- **DIRECTIVE A**
Update the part of the call center site selection text that begins at the words "Follow the herd" and stops after "mistake for others.", replacing "herd" with "crowd" each time it appears.
** Start SOURCE DOCUMENT **
Companies are always asking me where the best place is for a new call center. My answer is, consistently, it depends. There are so many factors that go into the call center site selection process that are purely driven by the specific needs of a company and its customers. From time zone requirements to disaster recovery risks, the list of call center site selection criteria goes on and on. However, there are definitely locations that more frequently make it through the filtering process of identifying the best location for you.

Follow the herd site selection strategies have been a mistake for many companies

I can’t tell you how many times people have asked me about Phoenix as a location for their call center. People hear that Phoenix has been great for another company so they automatically assume it will be good for them. This is the classic herd mentality which is a common misconception in the call center industry. As labor markets became more competitive, call center site selection strategies evolved to where companies would often go against the herd in order to tap into less competitive labor markets. Bottom-line, Phoenix may be a great location for some companies and a disastrous mistake for others.

Popular call center cities have become challenging for lower-end call centers 

Larger cities like Atlanta, Dallas, Phoenix and Tampa were some of the first popular locations that call centers began expanding into in the ’90s. These cities have become great examples of very mature call center labor markets that are great for higher-end, high-paying back office operations but often prove to be challenging lower wage paying call centers. The evolution of these labor markets is only natural as the workers gain the skills then the city attracts higher-end back office operations and shared service centers.

Less recognizable cities have also attracted some great call center projects  

On the flip side, there are a lot of less recognizable labor markets that have had a lot of success attracting call centers. Cities like Greeley, Colorado; McAllen, Texas; Wichita, Kansas; and Augusta, Georgia; are some great examples of cities that have done a great job of winning call center and back office projects for companies like Comcast, State Farm Insurance, United Healthcare and T-Mobile into their communities. These cities provide companies benefits such as lower labor costs, less call center labor competition, bilingual employees, low cost of living, and economic incentives. There are also some trade-offs such as ability to ramp up quickly, scalability to expand, and labor market longevity. 

Key location criteria to consider when trying to find the best call center locations

There are some key site selection factors to consider when evaluating call center labor markets.  These cover a wide range of categories including labor availability, labor cost, business climate, economic incentives and real state.
** End SOURCE DOCUMENT **
- **DIRECTIVE B**
Lay out the rows below as a Markdown table with the columns No. and Line, giving each row number and line. Begin at the line that has "If you could mark the peeling" and stop after the line that has "(1046, 670)", include only those lines, and leave out any blank ones.
** Start DATA SHOWN **
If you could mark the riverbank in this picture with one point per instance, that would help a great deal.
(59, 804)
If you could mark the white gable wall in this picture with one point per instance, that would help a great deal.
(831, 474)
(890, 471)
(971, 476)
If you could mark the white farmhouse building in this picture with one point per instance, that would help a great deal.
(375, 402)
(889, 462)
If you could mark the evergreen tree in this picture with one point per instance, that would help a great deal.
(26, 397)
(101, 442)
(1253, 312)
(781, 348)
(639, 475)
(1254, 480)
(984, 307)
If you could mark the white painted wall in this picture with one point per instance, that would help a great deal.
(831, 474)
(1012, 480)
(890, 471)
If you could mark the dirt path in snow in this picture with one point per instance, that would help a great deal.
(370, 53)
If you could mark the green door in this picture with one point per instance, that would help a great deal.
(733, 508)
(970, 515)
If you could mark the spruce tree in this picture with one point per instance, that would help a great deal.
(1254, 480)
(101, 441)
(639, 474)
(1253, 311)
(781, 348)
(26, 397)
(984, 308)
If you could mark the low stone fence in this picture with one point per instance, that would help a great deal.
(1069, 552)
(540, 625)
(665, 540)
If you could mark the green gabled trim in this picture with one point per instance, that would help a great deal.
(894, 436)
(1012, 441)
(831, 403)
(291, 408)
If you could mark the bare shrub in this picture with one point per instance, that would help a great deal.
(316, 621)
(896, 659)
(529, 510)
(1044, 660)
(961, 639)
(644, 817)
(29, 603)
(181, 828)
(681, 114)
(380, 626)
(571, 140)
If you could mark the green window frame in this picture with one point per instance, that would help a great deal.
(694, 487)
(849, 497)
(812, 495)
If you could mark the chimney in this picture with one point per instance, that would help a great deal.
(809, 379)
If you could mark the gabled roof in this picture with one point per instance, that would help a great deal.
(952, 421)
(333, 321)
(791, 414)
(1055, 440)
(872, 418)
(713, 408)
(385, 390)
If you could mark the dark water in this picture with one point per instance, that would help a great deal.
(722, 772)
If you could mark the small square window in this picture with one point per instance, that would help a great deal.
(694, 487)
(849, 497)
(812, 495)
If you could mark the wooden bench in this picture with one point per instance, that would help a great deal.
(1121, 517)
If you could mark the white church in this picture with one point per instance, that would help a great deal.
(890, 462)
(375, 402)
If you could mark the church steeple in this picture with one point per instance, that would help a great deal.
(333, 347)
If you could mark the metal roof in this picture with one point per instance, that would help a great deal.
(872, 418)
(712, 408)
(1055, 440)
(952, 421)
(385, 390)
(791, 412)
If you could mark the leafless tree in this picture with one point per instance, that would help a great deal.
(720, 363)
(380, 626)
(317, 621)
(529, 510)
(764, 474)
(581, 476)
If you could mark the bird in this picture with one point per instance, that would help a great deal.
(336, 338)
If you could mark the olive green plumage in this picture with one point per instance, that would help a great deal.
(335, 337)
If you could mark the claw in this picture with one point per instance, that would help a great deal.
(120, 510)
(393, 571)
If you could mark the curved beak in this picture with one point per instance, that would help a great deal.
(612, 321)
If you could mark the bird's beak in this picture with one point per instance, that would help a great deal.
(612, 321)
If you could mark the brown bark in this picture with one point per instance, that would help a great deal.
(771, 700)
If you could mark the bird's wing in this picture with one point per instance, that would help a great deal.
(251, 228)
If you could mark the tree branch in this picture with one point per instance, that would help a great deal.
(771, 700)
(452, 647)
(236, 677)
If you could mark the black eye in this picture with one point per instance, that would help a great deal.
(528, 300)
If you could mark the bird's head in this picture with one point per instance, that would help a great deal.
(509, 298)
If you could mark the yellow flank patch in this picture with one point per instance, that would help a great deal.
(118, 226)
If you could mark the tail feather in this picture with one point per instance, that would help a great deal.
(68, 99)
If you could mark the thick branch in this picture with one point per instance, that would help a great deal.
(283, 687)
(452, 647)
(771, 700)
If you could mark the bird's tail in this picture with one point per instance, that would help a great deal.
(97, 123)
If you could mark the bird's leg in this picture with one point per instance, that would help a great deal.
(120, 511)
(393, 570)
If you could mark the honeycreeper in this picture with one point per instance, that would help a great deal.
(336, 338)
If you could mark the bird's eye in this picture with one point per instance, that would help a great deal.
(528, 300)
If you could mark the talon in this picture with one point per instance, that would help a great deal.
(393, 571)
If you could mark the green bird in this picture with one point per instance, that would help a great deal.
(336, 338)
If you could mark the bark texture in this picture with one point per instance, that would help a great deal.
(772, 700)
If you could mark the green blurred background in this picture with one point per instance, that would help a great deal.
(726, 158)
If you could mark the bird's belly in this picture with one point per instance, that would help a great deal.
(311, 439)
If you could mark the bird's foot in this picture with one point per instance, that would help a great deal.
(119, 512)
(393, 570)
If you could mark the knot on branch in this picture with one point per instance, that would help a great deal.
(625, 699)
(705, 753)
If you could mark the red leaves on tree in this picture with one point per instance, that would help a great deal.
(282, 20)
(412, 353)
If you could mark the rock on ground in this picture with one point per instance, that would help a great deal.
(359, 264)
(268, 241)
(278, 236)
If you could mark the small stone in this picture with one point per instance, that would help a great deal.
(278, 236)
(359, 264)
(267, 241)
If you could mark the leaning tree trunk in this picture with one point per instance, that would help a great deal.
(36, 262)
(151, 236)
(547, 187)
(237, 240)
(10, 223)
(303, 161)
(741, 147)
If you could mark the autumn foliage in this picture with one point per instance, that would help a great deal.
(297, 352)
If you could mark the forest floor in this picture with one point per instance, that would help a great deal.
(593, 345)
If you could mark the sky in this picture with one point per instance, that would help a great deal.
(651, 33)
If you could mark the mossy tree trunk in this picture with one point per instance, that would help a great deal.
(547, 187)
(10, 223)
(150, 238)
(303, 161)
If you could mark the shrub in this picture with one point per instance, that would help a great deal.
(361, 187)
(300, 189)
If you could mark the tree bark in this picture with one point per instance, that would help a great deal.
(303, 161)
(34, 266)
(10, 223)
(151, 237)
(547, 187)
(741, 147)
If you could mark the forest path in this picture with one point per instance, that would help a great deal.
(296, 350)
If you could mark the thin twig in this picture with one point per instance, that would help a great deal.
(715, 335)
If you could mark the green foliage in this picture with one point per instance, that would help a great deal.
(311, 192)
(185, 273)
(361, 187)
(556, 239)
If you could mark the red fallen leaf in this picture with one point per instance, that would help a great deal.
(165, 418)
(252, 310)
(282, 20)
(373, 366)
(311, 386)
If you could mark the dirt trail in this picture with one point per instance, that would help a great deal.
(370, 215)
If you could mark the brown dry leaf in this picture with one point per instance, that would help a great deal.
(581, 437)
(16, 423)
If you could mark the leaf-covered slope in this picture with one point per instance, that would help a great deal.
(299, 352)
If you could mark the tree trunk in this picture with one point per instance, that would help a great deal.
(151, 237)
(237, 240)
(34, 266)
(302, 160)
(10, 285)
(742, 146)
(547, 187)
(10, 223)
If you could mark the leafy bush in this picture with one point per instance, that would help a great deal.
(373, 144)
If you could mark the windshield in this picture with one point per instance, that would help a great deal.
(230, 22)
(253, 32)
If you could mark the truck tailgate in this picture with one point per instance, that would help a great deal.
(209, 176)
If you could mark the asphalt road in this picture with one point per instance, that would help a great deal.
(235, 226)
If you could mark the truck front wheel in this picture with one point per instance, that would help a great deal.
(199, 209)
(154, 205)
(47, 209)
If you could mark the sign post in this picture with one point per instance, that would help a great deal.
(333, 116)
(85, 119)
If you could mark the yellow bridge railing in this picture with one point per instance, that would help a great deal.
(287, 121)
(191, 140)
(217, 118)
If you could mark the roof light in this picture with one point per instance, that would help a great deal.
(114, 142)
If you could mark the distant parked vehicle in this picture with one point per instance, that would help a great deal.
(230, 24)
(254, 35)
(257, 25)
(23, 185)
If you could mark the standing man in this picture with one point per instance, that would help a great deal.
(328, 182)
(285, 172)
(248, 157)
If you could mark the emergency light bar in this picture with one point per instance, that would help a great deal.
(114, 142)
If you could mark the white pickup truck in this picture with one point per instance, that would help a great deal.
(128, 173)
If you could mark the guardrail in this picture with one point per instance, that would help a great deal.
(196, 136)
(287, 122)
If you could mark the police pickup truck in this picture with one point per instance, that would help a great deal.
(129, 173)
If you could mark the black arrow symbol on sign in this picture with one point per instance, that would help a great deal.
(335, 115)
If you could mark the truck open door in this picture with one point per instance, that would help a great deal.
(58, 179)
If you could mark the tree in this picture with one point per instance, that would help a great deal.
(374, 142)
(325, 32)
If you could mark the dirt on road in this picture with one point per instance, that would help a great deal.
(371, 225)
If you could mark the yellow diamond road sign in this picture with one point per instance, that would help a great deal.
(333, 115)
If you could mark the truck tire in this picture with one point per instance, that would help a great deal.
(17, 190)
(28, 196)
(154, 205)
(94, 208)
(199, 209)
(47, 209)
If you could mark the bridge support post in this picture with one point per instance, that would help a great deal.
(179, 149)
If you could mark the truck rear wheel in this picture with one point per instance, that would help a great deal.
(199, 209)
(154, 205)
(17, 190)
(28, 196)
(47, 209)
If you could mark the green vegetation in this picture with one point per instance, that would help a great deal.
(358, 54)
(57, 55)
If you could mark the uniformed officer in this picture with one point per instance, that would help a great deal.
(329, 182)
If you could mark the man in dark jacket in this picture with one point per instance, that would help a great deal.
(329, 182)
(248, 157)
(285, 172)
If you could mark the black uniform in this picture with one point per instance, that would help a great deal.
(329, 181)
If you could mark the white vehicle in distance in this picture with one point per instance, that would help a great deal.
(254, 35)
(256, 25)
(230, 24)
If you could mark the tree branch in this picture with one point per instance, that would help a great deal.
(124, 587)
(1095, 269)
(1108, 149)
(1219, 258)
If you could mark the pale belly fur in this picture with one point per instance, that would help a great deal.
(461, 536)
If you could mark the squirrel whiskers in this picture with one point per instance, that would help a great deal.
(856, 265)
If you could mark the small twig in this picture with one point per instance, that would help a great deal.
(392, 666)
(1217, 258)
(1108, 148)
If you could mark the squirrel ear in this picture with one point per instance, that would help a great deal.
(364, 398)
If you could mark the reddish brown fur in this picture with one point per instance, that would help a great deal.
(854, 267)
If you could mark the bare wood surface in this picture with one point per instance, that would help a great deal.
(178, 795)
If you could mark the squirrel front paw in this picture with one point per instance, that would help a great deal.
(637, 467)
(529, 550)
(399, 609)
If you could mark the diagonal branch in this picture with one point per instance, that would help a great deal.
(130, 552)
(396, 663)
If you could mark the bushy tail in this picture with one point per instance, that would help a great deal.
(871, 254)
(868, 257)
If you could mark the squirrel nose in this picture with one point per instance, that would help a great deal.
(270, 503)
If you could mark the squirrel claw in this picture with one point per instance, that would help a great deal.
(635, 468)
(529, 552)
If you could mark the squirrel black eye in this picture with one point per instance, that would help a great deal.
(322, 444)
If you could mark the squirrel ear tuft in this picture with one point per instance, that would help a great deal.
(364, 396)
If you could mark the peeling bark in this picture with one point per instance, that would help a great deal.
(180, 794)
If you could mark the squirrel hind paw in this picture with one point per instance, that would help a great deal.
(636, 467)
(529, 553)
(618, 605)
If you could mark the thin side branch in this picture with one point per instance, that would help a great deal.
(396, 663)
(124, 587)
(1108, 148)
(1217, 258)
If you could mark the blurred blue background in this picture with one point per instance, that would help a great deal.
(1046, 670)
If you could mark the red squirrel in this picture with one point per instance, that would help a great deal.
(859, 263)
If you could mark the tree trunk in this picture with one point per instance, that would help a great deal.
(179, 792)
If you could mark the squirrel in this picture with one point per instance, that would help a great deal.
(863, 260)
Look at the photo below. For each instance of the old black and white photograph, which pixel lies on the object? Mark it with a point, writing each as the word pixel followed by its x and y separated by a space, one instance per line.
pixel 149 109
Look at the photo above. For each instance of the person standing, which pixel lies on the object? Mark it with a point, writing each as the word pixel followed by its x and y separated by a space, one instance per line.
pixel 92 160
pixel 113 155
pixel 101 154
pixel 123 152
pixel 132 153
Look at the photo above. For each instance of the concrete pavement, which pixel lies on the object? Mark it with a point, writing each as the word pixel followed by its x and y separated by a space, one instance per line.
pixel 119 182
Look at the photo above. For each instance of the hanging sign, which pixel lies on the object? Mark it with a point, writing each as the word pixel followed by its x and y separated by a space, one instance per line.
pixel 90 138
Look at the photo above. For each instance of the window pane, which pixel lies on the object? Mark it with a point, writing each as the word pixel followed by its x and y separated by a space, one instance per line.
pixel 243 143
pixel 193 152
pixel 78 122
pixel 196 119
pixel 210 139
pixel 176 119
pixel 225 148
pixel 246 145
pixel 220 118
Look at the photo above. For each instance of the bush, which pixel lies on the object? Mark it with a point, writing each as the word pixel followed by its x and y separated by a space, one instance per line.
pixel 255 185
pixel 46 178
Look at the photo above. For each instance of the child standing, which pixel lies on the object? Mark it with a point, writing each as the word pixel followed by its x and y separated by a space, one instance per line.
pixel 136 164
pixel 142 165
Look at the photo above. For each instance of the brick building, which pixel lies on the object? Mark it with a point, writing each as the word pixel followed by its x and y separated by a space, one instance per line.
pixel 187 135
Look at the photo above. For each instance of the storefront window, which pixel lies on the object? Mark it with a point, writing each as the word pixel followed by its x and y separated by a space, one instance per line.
** End DATA SHOWN **
- **COMPLETE RESPONSE A**
Follow the crowd site selection strategies have been a mistake for many companies

I can’t tell you how many times people have asked me about Phoenix as a location for their call center. People hear that Phoenix has been great for another company so they automatically assume it will be good for them. This is the classic crowd mentality which is a common misconception in the call center industry. As labor markets became more competitive, call center site selection strategies evolved to where companies would often go against the crowd in order to tap into less competitive labor markets. Bottom-line, Phoenix may be a great location for some companies and a disastrous mistake for others.

- **COMPLETE RESPONSE B**
| No. | Line |
|---|---|
| 1 | If you could mark the peeling bark in this picture with one point per instance, that would help a great deal. |
| 2 | (180, 794) |
| 3 | If you could mark the squirrel hind paw in this picture with one point per instance, that would help a great deal. |
| 4 | (636, 467) |
| 5 | (529, 553) |
| 6 | (618, 605) |
| 7 | If you could mark the thin side branch in this picture with one point per instance, that would help a great deal. |
| 8 | (396, 663) |
| 9 | (124, 587) |
| 10 | (1108, 148) |
| 11 | (1217, 258) |
| 12 | If you could mark the blurred blue background in this picture with one point per instance, that would help a great deal. |
| 13 | (1046, 670) |